Texte fourni:
Cavaliers conscients & Chevaux épanouis dans leur sport

SARL PONTE F

Pierre & Jeanne-Charlotte Faivre

LA MAGIE DU "J'AI BESOIN DE"

Cet article a pour but de vous aider si vous ressentez la frustration de constater un écart immense entre là où vous souhaitez aller et là où vous en êtes dans votre progression. Il contient l’une des clés qui m’a le plus aidé personnellement et dont je me sert quotidiennement pour recentrer mes élèves sur leurs objectifs tout en relâchant la pression.

Il s’agit d’arrêter de se dévaloriser (ou de vous laisser dévaloriser) par des jugements sur vous-même tels que: « c’est nul » , « c’est pas top », « c’est pourri » ou encore « j’y arrive pas ».

J’ai bien conscience que ce schéma n’est pas mis en place pour le plaisir. Qu’il correspond à une mouvance de la société qui insinue qu’il est égoïste ou malsain de s’accorder de la valeur, ou encore qu’il apporte une certaine sécurité du type « si je me dévalorise moi-même, j’ai moins de chance d’être attaqué par les autres et ça sera moins douloureux.

Mais ce réflexe vous détruit. Non seulement vous envoyez à votre cerveau un élément flou, dont il ne peut pas se servir pour trouver des solutions claires et réfléchies, mais en plus vous augmentez la pression, le jugement et le stress qui pèsent déjà lourds sur vos épaules.

Pour cela il existe une astuce toute simple: c’est de remplacer votre jugement par « j’ai besoin de »

Par exemple:

J’ai besoin de donner davantage mes mains pour que mon cheval puisse se décontracter dans sa bouche et son encolure.

[Données enregistrées]
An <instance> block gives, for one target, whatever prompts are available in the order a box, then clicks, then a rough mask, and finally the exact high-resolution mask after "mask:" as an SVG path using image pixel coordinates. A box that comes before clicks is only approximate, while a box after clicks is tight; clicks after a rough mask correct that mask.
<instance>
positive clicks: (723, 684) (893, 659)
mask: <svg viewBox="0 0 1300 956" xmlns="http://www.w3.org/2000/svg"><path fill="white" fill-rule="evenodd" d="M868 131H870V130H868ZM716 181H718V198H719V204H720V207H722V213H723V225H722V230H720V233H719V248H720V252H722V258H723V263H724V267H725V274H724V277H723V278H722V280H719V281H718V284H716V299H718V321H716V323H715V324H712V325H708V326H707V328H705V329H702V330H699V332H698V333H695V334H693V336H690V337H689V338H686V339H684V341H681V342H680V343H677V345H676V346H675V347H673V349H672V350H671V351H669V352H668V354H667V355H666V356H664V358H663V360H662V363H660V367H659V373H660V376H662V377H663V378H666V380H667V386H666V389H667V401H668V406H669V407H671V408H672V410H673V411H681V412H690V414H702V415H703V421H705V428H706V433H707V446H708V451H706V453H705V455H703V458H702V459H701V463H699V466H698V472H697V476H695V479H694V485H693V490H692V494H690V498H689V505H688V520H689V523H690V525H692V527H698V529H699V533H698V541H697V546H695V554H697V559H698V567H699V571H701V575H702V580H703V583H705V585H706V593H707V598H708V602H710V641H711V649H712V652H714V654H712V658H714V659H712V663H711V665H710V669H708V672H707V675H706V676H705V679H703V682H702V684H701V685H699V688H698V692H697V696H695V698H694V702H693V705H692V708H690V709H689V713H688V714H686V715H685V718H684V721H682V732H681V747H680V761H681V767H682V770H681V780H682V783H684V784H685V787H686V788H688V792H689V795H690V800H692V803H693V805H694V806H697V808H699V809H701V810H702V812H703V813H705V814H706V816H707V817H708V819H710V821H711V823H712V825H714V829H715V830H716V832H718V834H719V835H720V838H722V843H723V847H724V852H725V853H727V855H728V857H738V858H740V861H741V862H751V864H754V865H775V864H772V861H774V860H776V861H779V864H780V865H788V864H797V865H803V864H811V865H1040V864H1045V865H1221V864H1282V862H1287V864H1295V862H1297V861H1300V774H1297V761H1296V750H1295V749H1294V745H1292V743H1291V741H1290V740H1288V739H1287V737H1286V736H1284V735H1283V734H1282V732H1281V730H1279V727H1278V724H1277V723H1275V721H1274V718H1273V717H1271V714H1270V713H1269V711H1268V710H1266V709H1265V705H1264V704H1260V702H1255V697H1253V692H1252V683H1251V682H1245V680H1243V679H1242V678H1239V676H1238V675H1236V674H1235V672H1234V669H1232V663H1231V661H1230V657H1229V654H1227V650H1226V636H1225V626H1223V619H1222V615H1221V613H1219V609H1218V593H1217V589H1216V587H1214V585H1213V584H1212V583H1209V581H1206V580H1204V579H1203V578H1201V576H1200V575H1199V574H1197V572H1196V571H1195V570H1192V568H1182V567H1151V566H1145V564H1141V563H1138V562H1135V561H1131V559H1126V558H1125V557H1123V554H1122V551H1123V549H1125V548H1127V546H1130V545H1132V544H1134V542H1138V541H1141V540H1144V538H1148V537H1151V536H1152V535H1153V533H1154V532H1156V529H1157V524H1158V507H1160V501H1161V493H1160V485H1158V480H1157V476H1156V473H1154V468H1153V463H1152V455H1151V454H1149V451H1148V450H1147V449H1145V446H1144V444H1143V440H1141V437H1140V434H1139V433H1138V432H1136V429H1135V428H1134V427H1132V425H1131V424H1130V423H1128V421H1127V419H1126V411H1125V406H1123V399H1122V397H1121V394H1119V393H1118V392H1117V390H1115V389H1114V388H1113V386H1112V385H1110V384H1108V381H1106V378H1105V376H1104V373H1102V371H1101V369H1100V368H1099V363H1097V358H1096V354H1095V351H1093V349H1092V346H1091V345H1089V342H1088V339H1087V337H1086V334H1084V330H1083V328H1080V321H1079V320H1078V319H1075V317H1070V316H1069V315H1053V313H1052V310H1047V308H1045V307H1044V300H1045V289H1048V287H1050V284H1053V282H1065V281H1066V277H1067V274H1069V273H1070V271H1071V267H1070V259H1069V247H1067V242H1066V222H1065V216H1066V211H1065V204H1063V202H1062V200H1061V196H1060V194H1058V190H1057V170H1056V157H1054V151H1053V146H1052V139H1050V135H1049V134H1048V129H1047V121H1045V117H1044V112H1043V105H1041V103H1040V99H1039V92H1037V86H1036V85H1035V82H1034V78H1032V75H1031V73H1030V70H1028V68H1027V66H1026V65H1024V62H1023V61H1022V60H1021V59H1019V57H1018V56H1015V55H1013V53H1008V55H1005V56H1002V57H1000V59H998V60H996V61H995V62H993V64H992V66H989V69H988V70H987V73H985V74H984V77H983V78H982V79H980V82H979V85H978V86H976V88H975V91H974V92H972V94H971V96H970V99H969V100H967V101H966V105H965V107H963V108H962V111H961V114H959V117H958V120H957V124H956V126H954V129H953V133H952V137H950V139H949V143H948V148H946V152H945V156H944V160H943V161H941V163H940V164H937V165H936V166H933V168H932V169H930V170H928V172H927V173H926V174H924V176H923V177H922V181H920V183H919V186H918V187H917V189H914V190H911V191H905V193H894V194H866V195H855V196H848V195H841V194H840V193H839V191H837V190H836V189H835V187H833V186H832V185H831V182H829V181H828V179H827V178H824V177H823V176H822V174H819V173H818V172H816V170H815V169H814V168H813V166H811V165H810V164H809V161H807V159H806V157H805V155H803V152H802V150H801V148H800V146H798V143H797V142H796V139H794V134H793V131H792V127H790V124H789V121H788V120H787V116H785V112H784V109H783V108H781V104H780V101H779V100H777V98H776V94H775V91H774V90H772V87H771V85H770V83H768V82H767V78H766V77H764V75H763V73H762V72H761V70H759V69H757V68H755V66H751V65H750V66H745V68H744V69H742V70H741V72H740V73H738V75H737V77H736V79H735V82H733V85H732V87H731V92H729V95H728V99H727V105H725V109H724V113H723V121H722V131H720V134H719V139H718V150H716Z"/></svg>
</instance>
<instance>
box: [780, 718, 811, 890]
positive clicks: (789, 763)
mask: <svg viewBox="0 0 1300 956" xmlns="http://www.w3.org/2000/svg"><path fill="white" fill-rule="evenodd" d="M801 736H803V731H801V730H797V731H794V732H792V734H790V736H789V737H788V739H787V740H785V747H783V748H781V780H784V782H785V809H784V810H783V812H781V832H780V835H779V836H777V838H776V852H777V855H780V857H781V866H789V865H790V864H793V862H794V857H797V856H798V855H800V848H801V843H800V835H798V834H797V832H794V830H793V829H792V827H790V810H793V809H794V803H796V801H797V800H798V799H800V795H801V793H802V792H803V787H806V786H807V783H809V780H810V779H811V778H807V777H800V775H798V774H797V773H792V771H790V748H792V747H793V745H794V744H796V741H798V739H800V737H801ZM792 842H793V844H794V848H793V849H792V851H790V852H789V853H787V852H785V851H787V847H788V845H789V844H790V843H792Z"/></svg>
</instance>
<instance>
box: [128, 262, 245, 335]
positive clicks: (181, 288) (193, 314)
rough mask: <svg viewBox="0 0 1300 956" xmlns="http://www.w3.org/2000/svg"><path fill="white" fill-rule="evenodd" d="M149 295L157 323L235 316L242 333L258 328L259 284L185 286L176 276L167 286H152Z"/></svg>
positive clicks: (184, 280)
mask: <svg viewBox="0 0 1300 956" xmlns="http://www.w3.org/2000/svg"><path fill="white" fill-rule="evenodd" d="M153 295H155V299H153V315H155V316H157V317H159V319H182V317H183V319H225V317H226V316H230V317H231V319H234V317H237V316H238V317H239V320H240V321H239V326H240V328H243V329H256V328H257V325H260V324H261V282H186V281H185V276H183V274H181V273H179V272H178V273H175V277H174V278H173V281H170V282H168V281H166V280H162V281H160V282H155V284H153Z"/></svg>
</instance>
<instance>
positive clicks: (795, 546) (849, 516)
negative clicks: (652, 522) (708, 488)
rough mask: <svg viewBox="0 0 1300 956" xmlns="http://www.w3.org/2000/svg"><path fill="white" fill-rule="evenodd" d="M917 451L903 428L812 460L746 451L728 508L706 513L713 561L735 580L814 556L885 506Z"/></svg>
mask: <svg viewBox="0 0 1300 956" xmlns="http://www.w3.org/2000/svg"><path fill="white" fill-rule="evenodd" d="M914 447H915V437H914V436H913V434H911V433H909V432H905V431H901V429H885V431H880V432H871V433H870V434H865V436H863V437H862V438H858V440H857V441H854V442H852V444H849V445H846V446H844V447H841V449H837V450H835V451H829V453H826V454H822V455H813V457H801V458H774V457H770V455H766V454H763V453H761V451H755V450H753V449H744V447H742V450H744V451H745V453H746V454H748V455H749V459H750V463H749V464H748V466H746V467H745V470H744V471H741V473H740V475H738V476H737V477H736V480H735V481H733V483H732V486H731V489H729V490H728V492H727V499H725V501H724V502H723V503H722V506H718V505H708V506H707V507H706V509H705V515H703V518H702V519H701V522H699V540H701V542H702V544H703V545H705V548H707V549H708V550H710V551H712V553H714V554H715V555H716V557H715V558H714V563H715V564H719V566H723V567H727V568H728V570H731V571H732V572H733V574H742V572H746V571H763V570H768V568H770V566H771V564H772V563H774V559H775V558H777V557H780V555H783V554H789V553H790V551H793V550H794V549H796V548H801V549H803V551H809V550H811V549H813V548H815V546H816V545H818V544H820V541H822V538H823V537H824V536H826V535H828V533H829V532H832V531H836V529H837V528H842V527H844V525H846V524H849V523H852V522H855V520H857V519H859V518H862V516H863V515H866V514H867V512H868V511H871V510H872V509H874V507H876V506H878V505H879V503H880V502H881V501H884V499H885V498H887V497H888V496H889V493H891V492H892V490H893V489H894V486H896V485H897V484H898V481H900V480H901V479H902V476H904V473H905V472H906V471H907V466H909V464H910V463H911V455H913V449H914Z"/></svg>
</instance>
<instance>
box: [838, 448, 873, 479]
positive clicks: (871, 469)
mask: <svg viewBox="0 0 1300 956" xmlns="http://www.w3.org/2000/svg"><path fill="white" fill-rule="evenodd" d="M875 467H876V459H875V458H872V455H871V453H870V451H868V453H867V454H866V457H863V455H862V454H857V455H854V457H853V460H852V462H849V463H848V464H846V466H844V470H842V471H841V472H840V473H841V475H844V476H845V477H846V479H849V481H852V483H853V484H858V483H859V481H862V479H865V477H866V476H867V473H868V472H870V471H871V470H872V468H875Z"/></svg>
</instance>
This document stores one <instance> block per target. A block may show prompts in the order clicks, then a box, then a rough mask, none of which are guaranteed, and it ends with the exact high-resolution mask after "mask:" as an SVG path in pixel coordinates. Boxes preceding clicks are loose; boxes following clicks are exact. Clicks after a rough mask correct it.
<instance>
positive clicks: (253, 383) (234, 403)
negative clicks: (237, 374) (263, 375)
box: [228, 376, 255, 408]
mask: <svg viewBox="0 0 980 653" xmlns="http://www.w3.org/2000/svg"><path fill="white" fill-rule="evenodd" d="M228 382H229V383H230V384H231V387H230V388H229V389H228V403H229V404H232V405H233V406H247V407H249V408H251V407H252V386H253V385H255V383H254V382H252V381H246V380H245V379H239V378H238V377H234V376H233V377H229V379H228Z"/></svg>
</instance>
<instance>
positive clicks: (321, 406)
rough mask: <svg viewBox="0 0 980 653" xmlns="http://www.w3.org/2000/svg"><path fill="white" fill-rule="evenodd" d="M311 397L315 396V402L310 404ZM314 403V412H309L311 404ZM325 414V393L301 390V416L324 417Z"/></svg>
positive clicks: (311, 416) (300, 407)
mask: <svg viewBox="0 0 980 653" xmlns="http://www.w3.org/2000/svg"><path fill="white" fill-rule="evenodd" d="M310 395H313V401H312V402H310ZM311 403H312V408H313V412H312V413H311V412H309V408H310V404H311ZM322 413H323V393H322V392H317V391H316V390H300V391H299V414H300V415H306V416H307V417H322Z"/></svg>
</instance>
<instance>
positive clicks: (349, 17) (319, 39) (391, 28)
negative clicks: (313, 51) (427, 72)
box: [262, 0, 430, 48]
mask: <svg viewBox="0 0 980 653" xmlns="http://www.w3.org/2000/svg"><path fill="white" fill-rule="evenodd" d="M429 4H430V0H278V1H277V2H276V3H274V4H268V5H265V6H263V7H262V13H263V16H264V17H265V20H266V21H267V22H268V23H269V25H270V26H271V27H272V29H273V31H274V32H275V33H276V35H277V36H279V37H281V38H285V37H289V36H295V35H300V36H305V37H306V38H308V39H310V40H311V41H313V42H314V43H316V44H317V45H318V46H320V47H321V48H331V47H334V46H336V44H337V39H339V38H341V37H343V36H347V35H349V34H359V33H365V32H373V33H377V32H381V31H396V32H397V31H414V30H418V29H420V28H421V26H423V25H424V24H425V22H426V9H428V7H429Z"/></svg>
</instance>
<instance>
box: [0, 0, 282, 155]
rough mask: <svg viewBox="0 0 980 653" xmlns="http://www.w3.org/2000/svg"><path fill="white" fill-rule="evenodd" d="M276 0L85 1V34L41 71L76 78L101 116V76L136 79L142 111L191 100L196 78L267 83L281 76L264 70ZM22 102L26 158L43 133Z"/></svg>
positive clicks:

Exercices à traiter:
1. Quels jugements sur soi-même l'article sur le « j'ai besoin de » cite-t-il comme exemples de la dévalorisation à arrêter ?
2. Poursuivez l'article sur le « j'ai besoin de » après sa dernière phrase.

Réponses dans l'ordre:
1. « c'est nul », « c'est pas top », « c'est pourri », « j'y arrive pas »

2.
J’ai besoin de ressentir l’alignement au dessus de mes pieds et de mes ischions tout au long de ma reprise pour que mon cheval puisse rester stable dans son attitude.

J’ai besoin de reporter davantage le poids de mon haut du corps sur le postérieur extérieur pour que mon cheval en grande difficulté d’équilibre, parvienne à tenir son galop sur le cercle.

Le « j’ai besoin de » permet de conserver votre attention sur votre objectif en mettant votre cerveau en recherche d’actions claires, concrètes et utiles à votre progression.

Quand on a la solution à un problème, ce dernier prend moins d’ampleur, ce qui permet de rester plus serein, concentré et connecté à son feeling.

Et si vous êtes enseignant, remplacer les « arrête de regarder ton cheval » par « tu as besoin de regarder devant toi pour naturellement mieux t’équilibrer et ressentir ton cheval » ou si jamais ça fait déjà 10 fois que vous le répétez, un simple: « tu regardes où déjà? » suffira pour que l’élève remette à nouveau de la conscience dans son regard.

Ou encore à la place de « ton abord est trop long sur le vertical » le remplacer par « Pour obtenir une meilleure distance, tu as besoin de développer encore davantage les foulées sortie de courbe puis rester plus calme à la fin pour laisser à ton cheval le temps de se rapprocher »

Feront toute le différence dans la sérénité et la rapidité d’évolution des cavaliers et particulièrement des plus sensibles.

Dès maintenant je vous invite à prendre la difficulté qui vous challenge le plus en ce moment, penser aux jugements que vous portez sur vous à ce propos, puis remplacer votre phrase en commençant par « j’ai besoin de … »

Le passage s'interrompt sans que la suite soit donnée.